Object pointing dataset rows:
+--

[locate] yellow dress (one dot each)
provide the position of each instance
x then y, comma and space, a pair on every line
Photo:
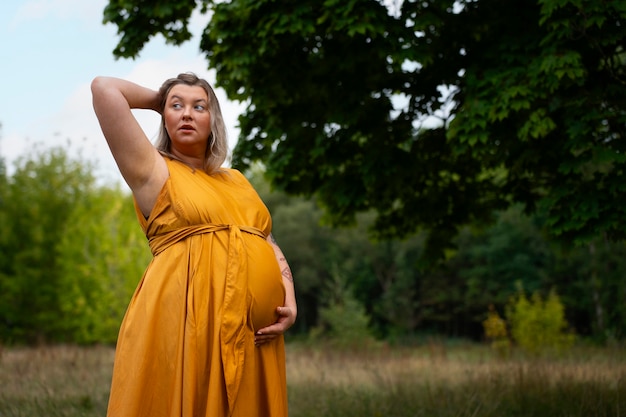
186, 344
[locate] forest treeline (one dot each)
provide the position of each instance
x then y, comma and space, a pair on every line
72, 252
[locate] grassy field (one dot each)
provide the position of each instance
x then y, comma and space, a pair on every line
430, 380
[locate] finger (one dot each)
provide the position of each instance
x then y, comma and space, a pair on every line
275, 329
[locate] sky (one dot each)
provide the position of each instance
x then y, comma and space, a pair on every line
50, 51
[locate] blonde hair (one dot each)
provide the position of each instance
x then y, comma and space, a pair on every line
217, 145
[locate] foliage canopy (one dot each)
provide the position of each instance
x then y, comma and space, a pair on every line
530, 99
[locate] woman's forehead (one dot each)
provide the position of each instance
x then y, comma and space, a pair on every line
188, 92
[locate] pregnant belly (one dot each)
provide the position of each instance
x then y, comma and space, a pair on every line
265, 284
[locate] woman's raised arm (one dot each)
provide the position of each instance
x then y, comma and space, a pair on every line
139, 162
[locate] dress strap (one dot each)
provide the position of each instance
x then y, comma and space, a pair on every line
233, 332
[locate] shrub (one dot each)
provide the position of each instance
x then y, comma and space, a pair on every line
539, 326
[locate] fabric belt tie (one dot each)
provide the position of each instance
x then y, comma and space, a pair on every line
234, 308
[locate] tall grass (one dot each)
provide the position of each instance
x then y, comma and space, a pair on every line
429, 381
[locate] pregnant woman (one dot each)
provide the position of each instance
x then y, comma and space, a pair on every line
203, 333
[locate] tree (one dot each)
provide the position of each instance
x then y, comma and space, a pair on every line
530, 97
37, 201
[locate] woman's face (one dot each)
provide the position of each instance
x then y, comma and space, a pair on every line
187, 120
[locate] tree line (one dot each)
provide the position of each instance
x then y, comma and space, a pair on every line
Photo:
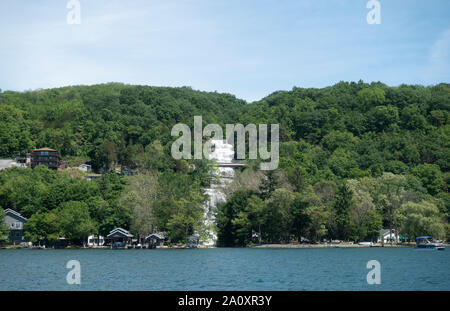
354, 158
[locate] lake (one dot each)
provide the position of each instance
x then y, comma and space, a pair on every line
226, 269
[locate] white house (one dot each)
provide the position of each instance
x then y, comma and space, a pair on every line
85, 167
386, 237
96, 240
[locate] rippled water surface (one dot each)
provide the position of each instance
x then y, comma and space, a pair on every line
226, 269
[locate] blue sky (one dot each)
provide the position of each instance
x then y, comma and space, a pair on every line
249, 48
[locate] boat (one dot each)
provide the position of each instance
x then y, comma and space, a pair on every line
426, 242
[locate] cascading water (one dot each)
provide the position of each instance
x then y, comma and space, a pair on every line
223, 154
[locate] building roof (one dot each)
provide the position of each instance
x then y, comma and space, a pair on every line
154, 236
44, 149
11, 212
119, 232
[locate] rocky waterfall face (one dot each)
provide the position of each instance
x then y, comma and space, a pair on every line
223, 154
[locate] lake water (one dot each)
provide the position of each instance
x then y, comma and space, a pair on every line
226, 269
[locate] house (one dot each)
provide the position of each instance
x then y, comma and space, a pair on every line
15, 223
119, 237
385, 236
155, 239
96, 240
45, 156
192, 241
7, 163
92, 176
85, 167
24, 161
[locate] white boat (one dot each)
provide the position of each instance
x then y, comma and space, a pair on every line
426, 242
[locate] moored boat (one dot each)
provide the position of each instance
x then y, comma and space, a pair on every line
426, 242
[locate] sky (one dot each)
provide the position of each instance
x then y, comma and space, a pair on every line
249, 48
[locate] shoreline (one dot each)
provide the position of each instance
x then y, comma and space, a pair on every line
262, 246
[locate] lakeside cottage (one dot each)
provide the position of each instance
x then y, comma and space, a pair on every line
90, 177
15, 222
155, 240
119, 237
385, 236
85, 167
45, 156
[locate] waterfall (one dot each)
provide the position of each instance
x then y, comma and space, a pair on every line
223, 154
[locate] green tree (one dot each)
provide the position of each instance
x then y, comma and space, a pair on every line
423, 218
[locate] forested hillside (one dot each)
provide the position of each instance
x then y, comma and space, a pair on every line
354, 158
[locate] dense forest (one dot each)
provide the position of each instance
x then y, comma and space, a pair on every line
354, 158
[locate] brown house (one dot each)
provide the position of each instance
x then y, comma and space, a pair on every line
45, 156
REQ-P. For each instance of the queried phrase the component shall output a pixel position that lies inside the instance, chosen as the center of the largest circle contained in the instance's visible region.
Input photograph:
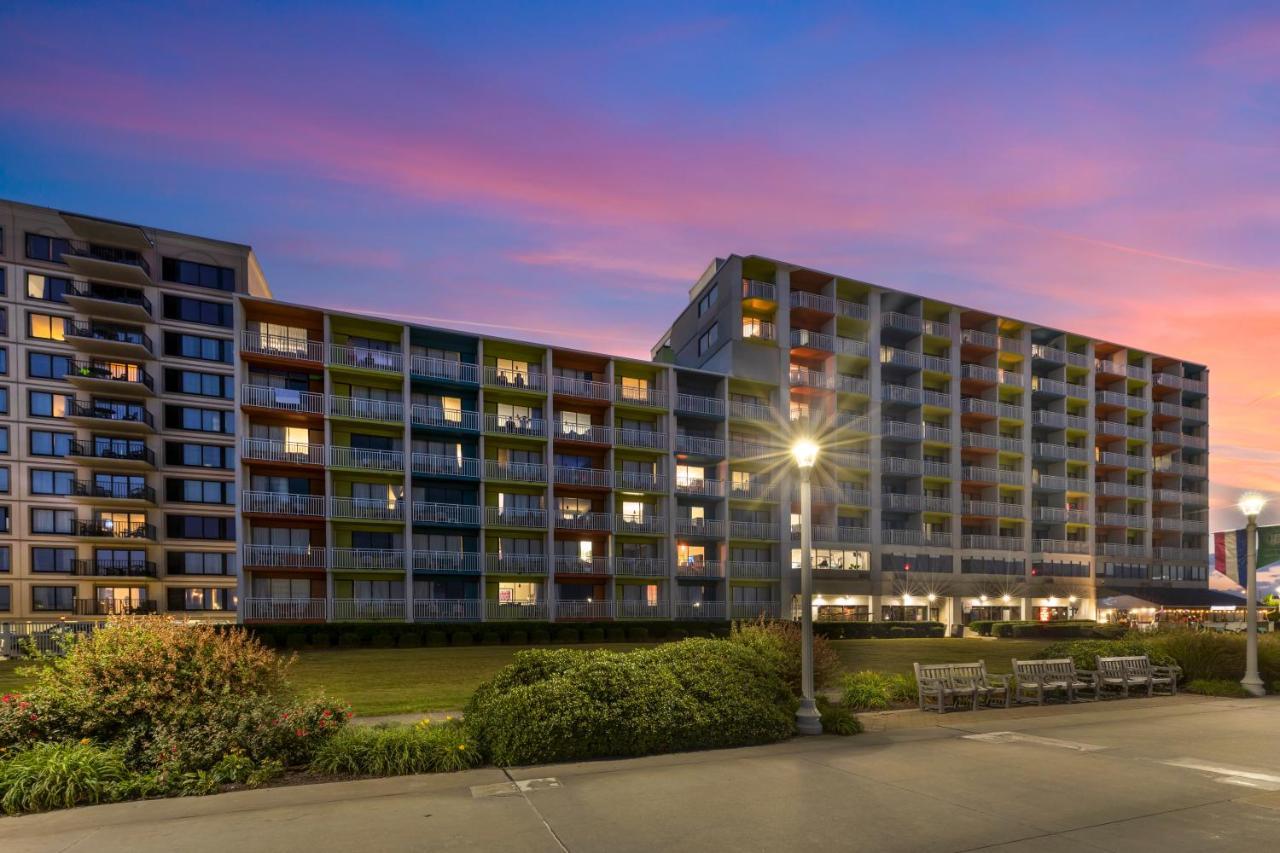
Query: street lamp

+--

Request:
Output an exact copy of the material, with the pictures removed.

Written response:
[locate] yellow dress (one dot each)
provide the position of each instance
x then y, comma and space, a pair on every line
Photo:
186, 344
[locate] forest treeline (one dot each)
provide the position of each instance
x then y, comma and space, a pair on every line
72, 252
[locate] grassy field (one dot each)
provide the position of each instance
x then y, comma and space, a pair on every line
430, 380
[locate] finger (one dot each)
provide the position of each instance
x then y, comma and space, a pair on every line
275, 329
[locate] sky (one dot each)
provide the position of each instance
x then y, comma and space, a pair on every line
50, 51
[locate] blonde hair (one dot each)
provide the position of each instance
x then y, comma and space, a pair on every line
217, 145
[locate] foliage canopy (one dot each)
provide the position of each instance
x then y, comma and space, a pair on every line
530, 99
[locate] woman's forehead (one dot each)
provide the position of each instance
x then y, comma and space, a pair on every line
188, 92
[locate] pregnant belly (one dot each)
provide the position of each instance
x then y, comma and space, a pair on every line
265, 284
[locate] woman's raised arm (one dot each)
provide the position of each instance
x then y, comma and space, a pair on every line
139, 162
[locate] dress strap (one dot each)
provide the position of each instance
x then y, comma and space, a pair on every line
233, 332
[locate] shrub (one dot each)
provide the position of each instance
x then y, comma and space, a pair on every line
539, 326
[locate] fabric belt tie (one dot each)
provide the position of each instance
x then y, comma and space, a pair on every line
234, 308
[locate] tall grass (one dot each)
provide the position of each instance
x then y, comma and space, a pair on every line
429, 381
[locate] pregnant woman (one dot each)
provide the position of each instance
x then y, comma and space, a pair on every line
203, 333
[locate] tree (one dot each)
provide the position of each instance
x then y, comma and space, a pair on every line
530, 97
37, 201
[locate] woman's face (one dot each)
provide the position of each instance
x then y, comma and space, a pair on every line
187, 120
[locate] tree line (one dot each)
provide the position of each instance
x then y, comma and space, a pair on every line
Photo:
354, 158
[locate] lake (one dot each)
provide the position of each instance
x then y, comma and space, a pair on every line
226, 269
[locate] white house (one dot each)
provide the position of each instance
x then y, comma and space, a pair on every line
85, 167
386, 237
96, 240
[locate] rippled water surface (one dot each)
provide the position of each instance
x then y, comma and space, a pair on every line
226, 269
[locate] blue sky (one dot each)
provide the position of each instance
x then y, comma and space, a pair on every line
249, 48
[locate] boat (one dot each)
provide the position of each instance
x then y, comma and space, a pair on every line
426, 242
[locate] cascading water (one dot each)
provide the position of each instance
x then y, comma and space, a pair on every line
223, 154
[locate] building roof (one dot each)
provide the position of each instance
x then y, comma and space, a pair on every line
154, 236
44, 149
11, 212
119, 232
[locate] rocky waterfall face (one dot each)
provide the position of each instance
x then y, comma and space, a pair on every line
223, 154
[locate] lake water (one dot each)
provide the position of each instance
x then y, comma and space, a pair on every line
226, 269
[locate] house (one dot each)
provide the position of each instance
x then y, comma and space, a pair on every line
15, 223
119, 237
385, 236
155, 239
96, 240
45, 156
192, 241
7, 163
92, 176
85, 167
24, 161
[locate] white boat (one dot each)
provide the position of each instance
x then y, comma and space, a pair on every line
426, 242
[locate] moored boat (one dot each)
provide the position of each instance
x then y, comma and space, a pair on every line
426, 242
[locate] sky (one dot each)
provide the position of each instance
x then y, comma and space, a pair on every line
249, 48
[locate] shoreline (one dot each)
provide the position of each instance
x then y, comma and space, a pair on every line
262, 246
[locate] lakeside cottage (one dot each)
provide the position of each instance
x then y, comma and space, a pair on every line
90, 177
15, 222
155, 240
119, 237
385, 236
85, 167
45, 156
[locate] waterfall (one dot each)
provide the position of each instance
x then y, comma and space, a pair on every line
223, 154
[locate] green tree (one dot each)
provide the position of each instance
x then y, comma and space, a pair on every line
423, 218
[locate] forested hillside (one dot each)
provide the position of each instance
x then y, comma and space, a pair on every line
354, 158
[locate] dense forest (one dot each)
provide the position of each instance
x then y, comma and space, a pair on every line
354, 158
[locate] brown house (one dot each)
provide the position of each instance
x then y, comma and space, a pair on every line
45, 156
REQ-P. For each instance of the queried phrase the component shall output a pixel position that lies inside the instance, chosen as the center of the largest circle contained in the instance's visible region.
Input photograph:
Query: street lamp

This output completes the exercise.